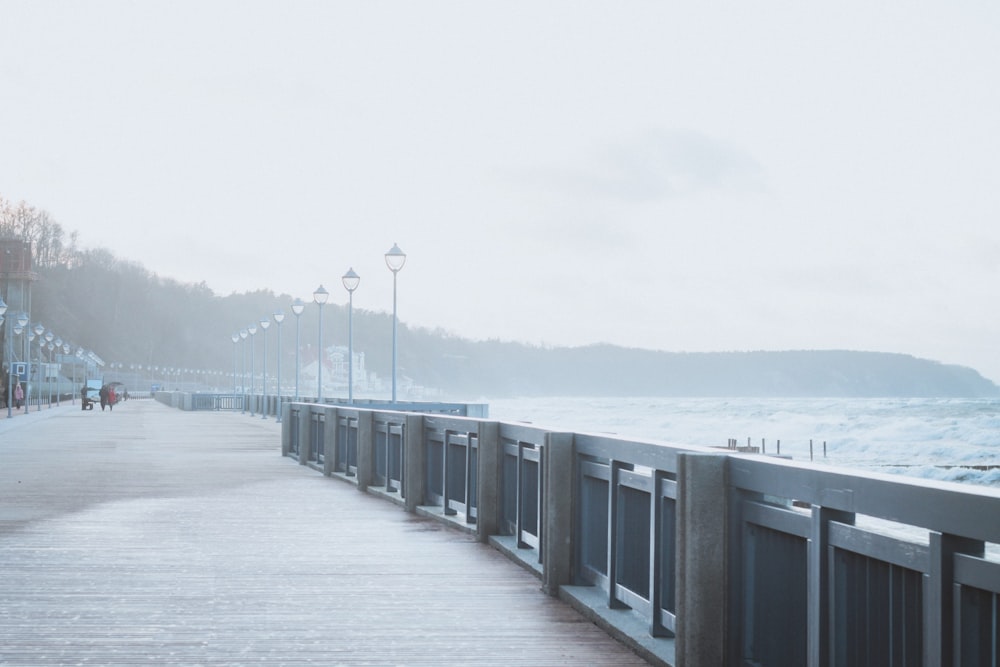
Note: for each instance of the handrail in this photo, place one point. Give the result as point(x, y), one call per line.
point(722, 558)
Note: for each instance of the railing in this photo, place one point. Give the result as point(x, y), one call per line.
point(692, 555)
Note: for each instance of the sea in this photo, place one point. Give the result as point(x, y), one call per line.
point(945, 439)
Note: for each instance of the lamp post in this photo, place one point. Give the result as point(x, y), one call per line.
point(39, 332)
point(252, 330)
point(320, 296)
point(48, 378)
point(19, 325)
point(79, 355)
point(279, 317)
point(394, 259)
point(236, 339)
point(297, 307)
point(9, 357)
point(58, 343)
point(3, 353)
point(48, 342)
point(351, 281)
point(265, 322)
point(243, 376)
point(72, 389)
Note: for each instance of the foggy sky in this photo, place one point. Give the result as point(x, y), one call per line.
point(743, 176)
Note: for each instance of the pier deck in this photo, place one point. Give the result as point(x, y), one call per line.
point(149, 535)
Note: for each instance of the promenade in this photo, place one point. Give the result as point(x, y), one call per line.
point(149, 535)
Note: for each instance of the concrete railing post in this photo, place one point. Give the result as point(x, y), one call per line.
point(286, 431)
point(702, 505)
point(488, 481)
point(331, 433)
point(305, 428)
point(366, 450)
point(414, 462)
point(557, 527)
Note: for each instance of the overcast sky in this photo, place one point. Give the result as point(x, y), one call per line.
point(700, 177)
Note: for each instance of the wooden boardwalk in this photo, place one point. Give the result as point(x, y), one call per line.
point(153, 536)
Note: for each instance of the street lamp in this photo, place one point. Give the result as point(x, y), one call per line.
point(10, 362)
point(39, 332)
point(48, 341)
point(297, 307)
point(394, 259)
point(320, 296)
point(243, 377)
point(236, 340)
point(279, 317)
point(19, 324)
point(48, 378)
point(58, 344)
point(351, 281)
point(252, 330)
point(265, 322)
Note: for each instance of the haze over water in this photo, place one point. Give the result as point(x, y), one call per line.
point(943, 439)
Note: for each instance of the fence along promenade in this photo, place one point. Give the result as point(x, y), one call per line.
point(150, 535)
point(694, 556)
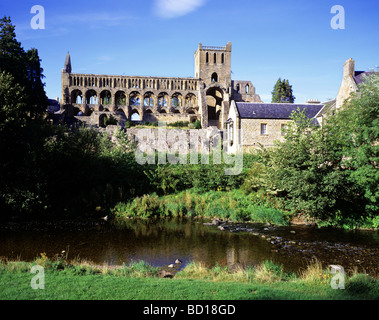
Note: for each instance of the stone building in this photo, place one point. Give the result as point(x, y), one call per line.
point(206, 97)
point(350, 81)
point(251, 125)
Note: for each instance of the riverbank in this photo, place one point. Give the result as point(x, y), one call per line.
point(233, 205)
point(140, 281)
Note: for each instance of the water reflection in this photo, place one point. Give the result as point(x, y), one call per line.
point(162, 242)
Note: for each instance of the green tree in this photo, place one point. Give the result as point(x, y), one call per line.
point(355, 129)
point(13, 102)
point(24, 67)
point(282, 92)
point(331, 172)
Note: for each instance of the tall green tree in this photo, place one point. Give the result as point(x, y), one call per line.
point(24, 67)
point(331, 172)
point(282, 92)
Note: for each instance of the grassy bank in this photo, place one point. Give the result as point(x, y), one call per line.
point(140, 281)
point(232, 205)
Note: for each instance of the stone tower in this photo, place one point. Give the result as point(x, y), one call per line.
point(66, 71)
point(213, 68)
point(213, 65)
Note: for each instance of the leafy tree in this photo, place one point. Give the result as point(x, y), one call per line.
point(13, 101)
point(331, 172)
point(282, 92)
point(356, 130)
point(24, 67)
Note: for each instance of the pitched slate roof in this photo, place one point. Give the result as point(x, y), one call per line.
point(275, 110)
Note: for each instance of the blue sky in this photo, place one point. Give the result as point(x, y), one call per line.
point(290, 39)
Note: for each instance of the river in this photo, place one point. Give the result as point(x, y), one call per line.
point(161, 242)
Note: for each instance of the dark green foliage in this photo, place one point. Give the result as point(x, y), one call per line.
point(24, 67)
point(282, 92)
point(197, 124)
point(330, 172)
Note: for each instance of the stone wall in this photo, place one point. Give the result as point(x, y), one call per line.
point(252, 137)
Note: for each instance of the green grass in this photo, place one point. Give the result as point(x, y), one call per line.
point(233, 205)
point(140, 281)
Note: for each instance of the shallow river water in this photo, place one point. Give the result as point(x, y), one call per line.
point(161, 242)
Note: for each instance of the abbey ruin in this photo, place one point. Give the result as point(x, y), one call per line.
point(205, 97)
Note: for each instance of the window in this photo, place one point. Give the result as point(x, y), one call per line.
point(263, 128)
point(283, 128)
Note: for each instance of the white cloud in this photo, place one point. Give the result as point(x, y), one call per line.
point(176, 8)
# # # #
## Instructions to follow
Change every "in this photo" in the material above to "in this image" and keep all other text the same. Leave the pictures out of your answer.

## Finished answer
Note: for each instance of the handrail in this image, place one point. Give the result as point(x, y), one call per line.
point(722, 558)
Note: for each instance of the railing in this image, place one point. Give the result as point(x, y), one call per line.
point(692, 555)
Note: for each instance of the sea in this image, place one point. Give the result as point(x, y), one call per line.
point(945, 439)
Note: for each instance of the lamp post in this image, place one point. Give the result as point(x, y), one call per line.
point(39, 332)
point(252, 330)
point(320, 296)
point(48, 378)
point(19, 325)
point(79, 355)
point(279, 317)
point(394, 259)
point(236, 339)
point(297, 307)
point(9, 357)
point(58, 343)
point(3, 353)
point(48, 342)
point(351, 281)
point(265, 322)
point(243, 376)
point(72, 389)
Note: for each instance of the foggy sky in this image, place one point. Give the result as point(x, y), one call per line.
point(743, 176)
Note: for each instance of the pier deck in this image, place one point. Give the result as point(x, y), one call per line.
point(149, 535)
Note: for each instance of the promenade in this image, place one point. Give the result as point(x, y), one call per line.
point(149, 535)
Note: for each instance of the concrete railing post in this image, place one point. Give the result as point(x, y), one call per line.
point(286, 431)
point(702, 505)
point(488, 481)
point(331, 433)
point(305, 428)
point(366, 450)
point(414, 462)
point(557, 527)
Note: for each instance of the overcast sky in this image, place one point. Give the result as point(x, y), one call per line.
point(700, 177)
Note: for each instance of the wooden boardwalk in this image, place one point. Give the result as point(x, y), one call per line.
point(153, 536)
Note: for each instance of the street lamp in this image, place one point. Give the result as point(x, y), one call per line.
point(10, 362)
point(39, 332)
point(48, 341)
point(297, 307)
point(394, 259)
point(320, 296)
point(243, 377)
point(236, 340)
point(279, 317)
point(19, 324)
point(48, 378)
point(58, 344)
point(351, 281)
point(252, 330)
point(265, 322)
Note: for each instance of the haze over water in this image, place one point. Give the result as point(x, y), one call per line.
point(943, 439)
Note: for each instance of the fence along promenade in this image, place one point. Give the result as point(x, y), one call per line.
point(150, 535)
point(694, 556)
Note: for each instance of the stone building in this image, place one point. Give the result as point(x, y), one call per line.
point(206, 97)
point(350, 81)
point(251, 125)
Note: for each instance of the riverbank in this image, place one point. Give the result as point(x, y), one call per line.
point(233, 205)
point(140, 281)
Note: for each instance of the water reflection in this image, place one point. Give the result as point(x, y), one call per line.
point(162, 242)
Note: for each instance of the green tree in this image, place one point. Give the result as point(x, y), one call per line.
point(355, 129)
point(13, 102)
point(24, 67)
point(282, 92)
point(331, 172)
Note: for each instance of the tall green tree in this image, place one point. Give the result as point(x, y), one call per line.
point(24, 67)
point(331, 172)
point(282, 92)
Note: for each instance of the grassy bank in this image, place one point. Give the result as point(x, y), one call per line.
point(140, 281)
point(232, 205)
Note: for each instance of the stone tower in this image, place one point. Give the result as point(x, y), one call per line.
point(66, 71)
point(213, 68)
point(213, 65)
Note: for each instance of the leafy tree in this image, place one point. Give the result as point(x, y), one call per line.
point(13, 101)
point(331, 172)
point(282, 92)
point(356, 130)
point(24, 67)
Note: for each instance of the pitched slate roof in this image, place one point. Give the result as point(x, y), one call per line.
point(275, 110)
Note: for each instance of the blue sky in this image, place one point. Give the result as point(x, y), one call per line.
point(290, 39)
Note: for each instance of the river in this image, place one point. Give the result as point(x, y), one call per line.
point(161, 242)
Note: for each instance of the dark green foliage in this image, place one point. Give the result as point(x, y), one call per line.
point(24, 67)
point(282, 92)
point(197, 124)
point(330, 172)
Note: for each instance of the stone wall in this image, place one point. Give the result as point(x, y), one call per line.
point(252, 137)
Note: for each instance of the green grass in this image, place one point. Give the result as point(x, y), one call per line.
point(233, 205)
point(140, 281)
Note: for each instance of the shallow river water in this image, place one point. Give the result as point(x, y), one call per line.
point(161, 242)
Note: for each instance of the abbey ruin in this image, place one point. Give the result as point(x, y), one call per line.
point(205, 97)
Note: for each instance of the window in this image, place one point. Give the result as point(x, y), one call per line.
point(263, 128)
point(283, 128)
Note: for each instance of the white cloud in this image, place one point. Give the result as point(x, y), one call per line.
point(176, 8)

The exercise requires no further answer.